Start of Block
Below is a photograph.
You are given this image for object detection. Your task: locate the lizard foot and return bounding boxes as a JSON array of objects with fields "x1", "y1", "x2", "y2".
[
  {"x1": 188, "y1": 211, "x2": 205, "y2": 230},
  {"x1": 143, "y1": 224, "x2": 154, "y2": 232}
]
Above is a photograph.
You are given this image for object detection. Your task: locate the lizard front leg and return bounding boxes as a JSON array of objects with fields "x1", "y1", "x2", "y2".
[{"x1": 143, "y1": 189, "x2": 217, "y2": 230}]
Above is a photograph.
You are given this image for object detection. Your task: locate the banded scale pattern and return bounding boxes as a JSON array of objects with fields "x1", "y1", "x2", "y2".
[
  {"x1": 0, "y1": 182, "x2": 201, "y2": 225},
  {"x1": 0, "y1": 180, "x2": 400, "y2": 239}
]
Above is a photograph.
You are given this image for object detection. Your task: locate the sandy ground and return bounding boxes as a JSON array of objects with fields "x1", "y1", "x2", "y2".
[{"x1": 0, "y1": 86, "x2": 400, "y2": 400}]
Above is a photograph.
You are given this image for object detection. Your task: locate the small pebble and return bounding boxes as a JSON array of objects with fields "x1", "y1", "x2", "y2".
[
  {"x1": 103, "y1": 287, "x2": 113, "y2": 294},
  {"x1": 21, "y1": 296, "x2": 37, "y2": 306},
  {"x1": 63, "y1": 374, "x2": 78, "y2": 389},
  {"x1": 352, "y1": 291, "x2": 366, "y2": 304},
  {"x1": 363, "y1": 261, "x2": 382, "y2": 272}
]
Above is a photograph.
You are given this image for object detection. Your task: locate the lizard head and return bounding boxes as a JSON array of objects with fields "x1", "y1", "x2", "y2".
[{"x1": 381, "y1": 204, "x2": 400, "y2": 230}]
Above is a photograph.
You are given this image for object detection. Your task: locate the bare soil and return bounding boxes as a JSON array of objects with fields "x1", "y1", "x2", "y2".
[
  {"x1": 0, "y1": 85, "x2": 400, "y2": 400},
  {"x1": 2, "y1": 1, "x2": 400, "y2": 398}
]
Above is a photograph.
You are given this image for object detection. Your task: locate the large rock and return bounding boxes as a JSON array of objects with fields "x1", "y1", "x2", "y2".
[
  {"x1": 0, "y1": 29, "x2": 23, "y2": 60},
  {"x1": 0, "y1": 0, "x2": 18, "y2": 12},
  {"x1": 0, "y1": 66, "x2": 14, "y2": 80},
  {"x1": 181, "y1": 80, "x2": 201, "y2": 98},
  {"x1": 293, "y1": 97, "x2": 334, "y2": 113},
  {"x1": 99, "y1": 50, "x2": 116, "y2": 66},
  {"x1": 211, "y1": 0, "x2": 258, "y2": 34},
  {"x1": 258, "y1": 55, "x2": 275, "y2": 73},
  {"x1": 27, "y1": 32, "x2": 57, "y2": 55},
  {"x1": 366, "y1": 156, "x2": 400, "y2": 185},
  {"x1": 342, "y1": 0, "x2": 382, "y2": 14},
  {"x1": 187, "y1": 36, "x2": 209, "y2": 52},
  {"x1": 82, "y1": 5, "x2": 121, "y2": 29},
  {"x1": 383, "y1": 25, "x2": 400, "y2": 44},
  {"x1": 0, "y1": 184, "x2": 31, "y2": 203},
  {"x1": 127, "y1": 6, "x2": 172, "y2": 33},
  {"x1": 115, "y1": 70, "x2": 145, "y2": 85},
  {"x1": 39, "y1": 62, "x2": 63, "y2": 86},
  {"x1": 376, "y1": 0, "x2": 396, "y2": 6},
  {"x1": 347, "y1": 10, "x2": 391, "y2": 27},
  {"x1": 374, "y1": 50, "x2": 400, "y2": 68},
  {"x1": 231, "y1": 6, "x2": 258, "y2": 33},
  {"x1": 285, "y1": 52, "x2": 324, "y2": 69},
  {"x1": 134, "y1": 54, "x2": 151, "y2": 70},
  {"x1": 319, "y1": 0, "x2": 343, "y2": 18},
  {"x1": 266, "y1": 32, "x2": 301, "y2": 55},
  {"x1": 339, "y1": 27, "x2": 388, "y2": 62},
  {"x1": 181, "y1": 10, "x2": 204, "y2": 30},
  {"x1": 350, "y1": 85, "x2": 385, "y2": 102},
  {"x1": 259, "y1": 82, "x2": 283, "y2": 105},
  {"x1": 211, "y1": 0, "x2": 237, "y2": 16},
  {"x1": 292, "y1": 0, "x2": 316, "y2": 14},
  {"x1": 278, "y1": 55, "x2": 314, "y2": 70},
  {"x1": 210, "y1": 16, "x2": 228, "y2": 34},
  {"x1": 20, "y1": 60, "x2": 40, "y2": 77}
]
End of Block
What to do —
Copy out the material, keeping every line exactly as it is.

Result for this exercise —
Below is a photograph.
You are given this image for object detection. Your task: locate the lizard foot and return bounding boxes as a JSON array of objects with fields "x1", "y1", "x2", "y2".
[
  {"x1": 188, "y1": 211, "x2": 205, "y2": 230},
  {"x1": 143, "y1": 224, "x2": 154, "y2": 232}
]
Above is a photograph.
You are given this image for object detection. Your task: locate the lizard front leg and return bounding boxes as a JSON array of objects with fields "x1", "y1", "x2", "y2".
[{"x1": 143, "y1": 189, "x2": 217, "y2": 230}]
Above is a photograph.
You are given this image for object detection. Your task: locate the banded scale pattern and return bounding boxes as a JSON array of objects with fields "x1", "y1", "x2", "y2".
[
  {"x1": 0, "y1": 182, "x2": 201, "y2": 225},
  {"x1": 0, "y1": 180, "x2": 400, "y2": 239}
]
Above is a photograph.
You are given this image for object detection. Your task: locate the sandy ground and return bounding boxes as a JSON array of objects with fields "x1", "y1", "x2", "y2".
[{"x1": 0, "y1": 86, "x2": 400, "y2": 400}]
Above is a photograph.
You are given this image for object detection. Your task: locate the small pebble and return bounding boxes as a JSON array of objects with fields "x1", "y1", "x2", "y2".
[
  {"x1": 103, "y1": 287, "x2": 113, "y2": 294},
  {"x1": 21, "y1": 296, "x2": 37, "y2": 306},
  {"x1": 63, "y1": 374, "x2": 78, "y2": 389},
  {"x1": 352, "y1": 291, "x2": 366, "y2": 304},
  {"x1": 363, "y1": 261, "x2": 382, "y2": 272}
]
Above is a photograph.
You are given this image for object detection. Your task: locate the lizard head and return bounding boxes as a JSON array of objects with fields "x1", "y1", "x2", "y2".
[{"x1": 381, "y1": 204, "x2": 400, "y2": 230}]
Above is a photograph.
You are given this image for object detection. Your task: locate the bare soil and return bounding boxes as a JSON array of objects with fields "x1", "y1", "x2", "y2".
[
  {"x1": 0, "y1": 85, "x2": 400, "y2": 400},
  {"x1": 2, "y1": 1, "x2": 400, "y2": 398}
]
Above is a photograph.
You are given this image for object detection. Your task: locate the large rock and return bounding boxes as a JSON array of objects with fields "x1", "y1", "x2", "y2".
[
  {"x1": 0, "y1": 29, "x2": 23, "y2": 60},
  {"x1": 0, "y1": 0, "x2": 18, "y2": 12},
  {"x1": 0, "y1": 66, "x2": 14, "y2": 80},
  {"x1": 181, "y1": 80, "x2": 201, "y2": 98},
  {"x1": 293, "y1": 97, "x2": 334, "y2": 113},
  {"x1": 99, "y1": 50, "x2": 116, "y2": 66},
  {"x1": 211, "y1": 0, "x2": 258, "y2": 34},
  {"x1": 258, "y1": 55, "x2": 275, "y2": 73},
  {"x1": 27, "y1": 32, "x2": 57, "y2": 55},
  {"x1": 366, "y1": 156, "x2": 400, "y2": 185},
  {"x1": 342, "y1": 0, "x2": 382, "y2": 14},
  {"x1": 187, "y1": 36, "x2": 209, "y2": 52},
  {"x1": 82, "y1": 5, "x2": 121, "y2": 29},
  {"x1": 383, "y1": 25, "x2": 400, "y2": 44},
  {"x1": 0, "y1": 184, "x2": 31, "y2": 203},
  {"x1": 127, "y1": 6, "x2": 172, "y2": 33},
  {"x1": 115, "y1": 70, "x2": 145, "y2": 85},
  {"x1": 39, "y1": 62, "x2": 63, "y2": 86},
  {"x1": 376, "y1": 0, "x2": 396, "y2": 6},
  {"x1": 347, "y1": 10, "x2": 391, "y2": 27},
  {"x1": 374, "y1": 50, "x2": 400, "y2": 68},
  {"x1": 231, "y1": 6, "x2": 258, "y2": 33},
  {"x1": 285, "y1": 52, "x2": 324, "y2": 69},
  {"x1": 134, "y1": 54, "x2": 151, "y2": 70},
  {"x1": 319, "y1": 0, "x2": 343, "y2": 18},
  {"x1": 266, "y1": 32, "x2": 301, "y2": 55},
  {"x1": 339, "y1": 27, "x2": 388, "y2": 62},
  {"x1": 181, "y1": 10, "x2": 204, "y2": 30},
  {"x1": 350, "y1": 85, "x2": 385, "y2": 102},
  {"x1": 259, "y1": 82, "x2": 283, "y2": 105},
  {"x1": 211, "y1": 0, "x2": 237, "y2": 16},
  {"x1": 292, "y1": 0, "x2": 316, "y2": 14},
  {"x1": 278, "y1": 55, "x2": 314, "y2": 70},
  {"x1": 210, "y1": 16, "x2": 228, "y2": 34},
  {"x1": 20, "y1": 60, "x2": 40, "y2": 77}
]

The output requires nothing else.